## Begin Record list

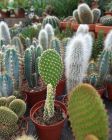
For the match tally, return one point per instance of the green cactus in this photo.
(49, 103)
(106, 20)
(87, 113)
(50, 67)
(18, 106)
(85, 14)
(54, 21)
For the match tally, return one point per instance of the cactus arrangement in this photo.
(84, 15)
(87, 113)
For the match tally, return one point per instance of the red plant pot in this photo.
(60, 87)
(50, 132)
(109, 90)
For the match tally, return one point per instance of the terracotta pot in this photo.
(60, 87)
(109, 90)
(50, 132)
(75, 26)
(99, 27)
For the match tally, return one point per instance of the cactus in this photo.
(49, 103)
(76, 60)
(4, 33)
(85, 14)
(50, 67)
(96, 14)
(54, 21)
(43, 39)
(106, 20)
(18, 45)
(87, 113)
(50, 31)
(56, 45)
(18, 106)
(6, 85)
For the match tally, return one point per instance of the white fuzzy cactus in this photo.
(43, 39)
(76, 60)
(4, 33)
(50, 31)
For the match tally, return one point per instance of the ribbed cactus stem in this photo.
(49, 103)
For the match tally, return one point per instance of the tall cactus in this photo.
(87, 113)
(13, 65)
(43, 39)
(4, 33)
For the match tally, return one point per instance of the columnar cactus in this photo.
(4, 33)
(87, 113)
(50, 67)
(13, 65)
(54, 21)
(50, 31)
(43, 39)
(49, 103)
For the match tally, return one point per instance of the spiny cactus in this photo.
(50, 67)
(18, 45)
(54, 21)
(6, 85)
(76, 60)
(43, 39)
(13, 65)
(18, 106)
(96, 14)
(56, 45)
(50, 31)
(49, 103)
(87, 113)
(85, 14)
(4, 33)
(106, 20)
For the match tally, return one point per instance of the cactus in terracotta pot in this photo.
(87, 113)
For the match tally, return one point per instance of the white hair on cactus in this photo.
(43, 39)
(108, 42)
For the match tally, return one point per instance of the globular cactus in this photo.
(4, 33)
(85, 14)
(56, 45)
(106, 20)
(50, 67)
(87, 113)
(96, 14)
(13, 65)
(50, 31)
(76, 60)
(54, 21)
(43, 39)
(18, 106)
(18, 45)
(6, 85)
(49, 103)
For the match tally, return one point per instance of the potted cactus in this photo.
(11, 114)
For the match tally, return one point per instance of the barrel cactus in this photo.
(50, 67)
(54, 21)
(87, 113)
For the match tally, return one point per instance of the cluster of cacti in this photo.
(106, 20)
(87, 113)
(98, 45)
(54, 21)
(84, 15)
(49, 103)
(11, 110)
(13, 66)
(77, 56)
(31, 65)
(50, 67)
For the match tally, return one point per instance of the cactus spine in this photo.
(84, 105)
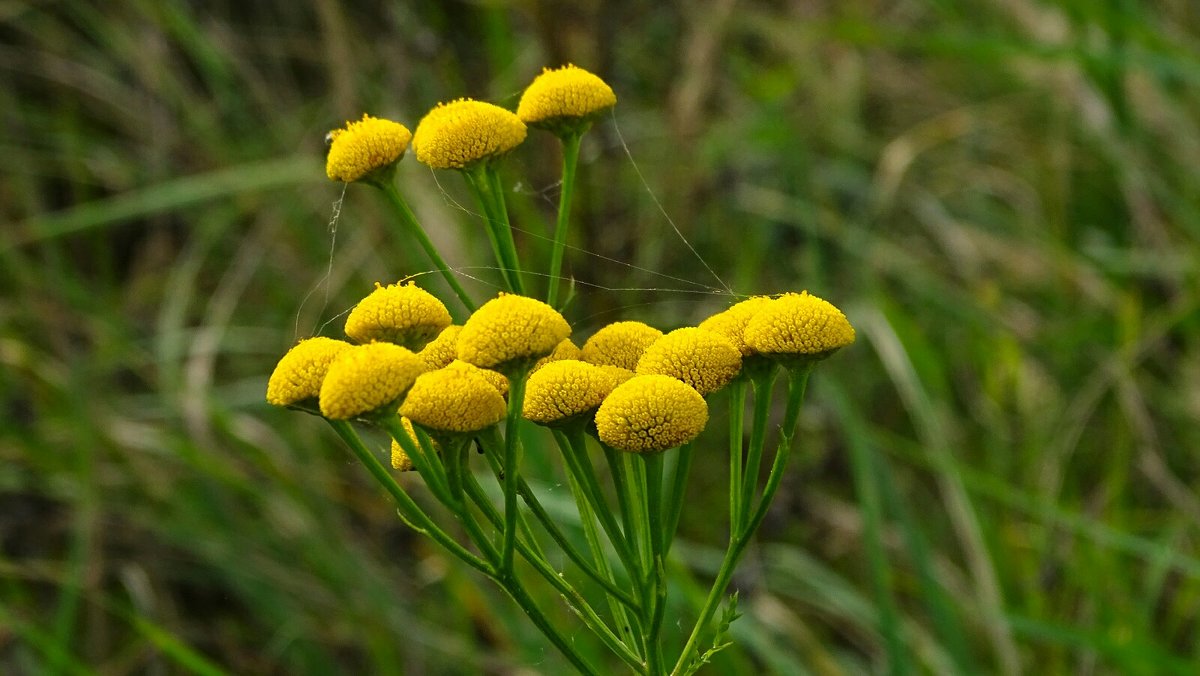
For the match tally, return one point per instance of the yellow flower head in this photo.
(366, 378)
(406, 315)
(400, 460)
(442, 350)
(462, 132)
(565, 350)
(498, 381)
(510, 330)
(298, 376)
(565, 389)
(564, 95)
(364, 147)
(617, 374)
(619, 344)
(703, 359)
(454, 401)
(651, 413)
(798, 324)
(732, 323)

## End Record list

→ **Exercise**
Convert the material above into a numbered list, one line per entry, with no blank lines. Omit the pictures from your answer.

→ **Exercise answer**
1. For the match tally, return one point per instance of the green cactus in this photo.
2. (49, 103)
3. (106, 20)
4. (87, 113)
5. (50, 67)
6. (18, 106)
7. (85, 14)
8. (54, 21)
9. For the match tally, return one point per instance of the cactus arrangement in this photo.
10. (84, 15)
11. (87, 113)
12. For the match tally, return one point per instance of the red plant pot in this photo.
13. (60, 87)
14. (50, 132)
15. (109, 90)
16. For the match tally, return one point per instance of the terracotta pot in this photo.
17. (60, 87)
18. (109, 90)
19. (50, 132)
20. (75, 26)
21. (99, 27)
22. For the match tally, return one point per instance of the cactus in this photo.
23. (49, 103)
24. (76, 60)
25. (4, 33)
26. (85, 14)
27. (50, 67)
28. (96, 14)
29. (54, 21)
30. (43, 39)
31. (106, 20)
32. (18, 45)
33. (87, 113)
34. (50, 31)
35. (56, 45)
36. (18, 106)
37. (6, 85)
38. For the match tally, return one point per instance of the white fuzzy cactus in this photo.
39. (43, 39)
40. (76, 60)
41. (4, 33)
42. (50, 31)
43. For the match tally, return one point per instance of the ribbed cactus stem in this photo.
44. (49, 103)
45. For the match tally, return one point per instance of the tall cactus in this photo.
46. (87, 113)
47. (13, 65)
48. (43, 39)
49. (4, 33)
50. For the match tally, return one point per instance of the columnar cactus in this photo.
51. (4, 33)
52. (87, 113)
53. (50, 67)
54. (13, 65)
55. (54, 21)
56. (50, 31)
57. (43, 39)
58. (49, 103)
59. For the match tally, return one point per instance of the spiny cactus in this photo.
60. (50, 67)
61. (18, 45)
62. (54, 21)
63. (6, 85)
64. (76, 60)
65. (43, 39)
66. (13, 65)
67. (18, 106)
68. (96, 14)
69. (56, 45)
70. (50, 31)
71. (49, 103)
72. (87, 113)
73. (85, 14)
74. (4, 33)
75. (106, 20)
76. For the match tally, return one point per instance of the cactus in terracotta pot in this photo.
77. (87, 113)
78. For the match tally, return one point per instance of the white hair on cactus in this photo.
79. (43, 39)
80. (108, 42)
81. For the match tally, return one point per instance of the globular cactus in this photo.
82. (4, 33)
83. (85, 14)
84. (56, 45)
85. (106, 20)
86. (50, 67)
87. (87, 113)
88. (96, 14)
89. (13, 65)
90. (50, 31)
91. (76, 60)
92. (54, 21)
93. (43, 39)
94. (18, 106)
95. (18, 45)
96. (6, 85)
97. (49, 103)
98. For the match tally, return one point per instance of the potted cactus in this photo.
99. (11, 114)
100. For the match tally, return one point per instance of the barrel cactus in this photo.
101. (50, 67)
102. (54, 21)
103. (87, 113)
104. For the match tally, return one point per instance of the cluster of cacti in this photo.
105. (106, 20)
106. (87, 113)
107. (98, 45)
108. (54, 21)
109. (84, 15)
110. (49, 103)
111. (11, 110)
112. (13, 66)
113. (77, 56)
114. (31, 65)
115. (50, 67)
116. For the match tally, return one point per instance of the cactus spine in this photo.
117. (84, 105)
118. For the match tally, return one point per instance of the yellow flower head in this photo.
119. (366, 378)
120. (406, 315)
121. (400, 460)
122. (442, 350)
123. (462, 132)
124. (565, 350)
125. (498, 381)
126. (510, 330)
127. (298, 376)
128. (565, 389)
129. (564, 95)
130. (364, 147)
131. (617, 374)
132. (619, 344)
133. (703, 359)
134. (454, 401)
135. (651, 413)
136. (798, 324)
137. (732, 323)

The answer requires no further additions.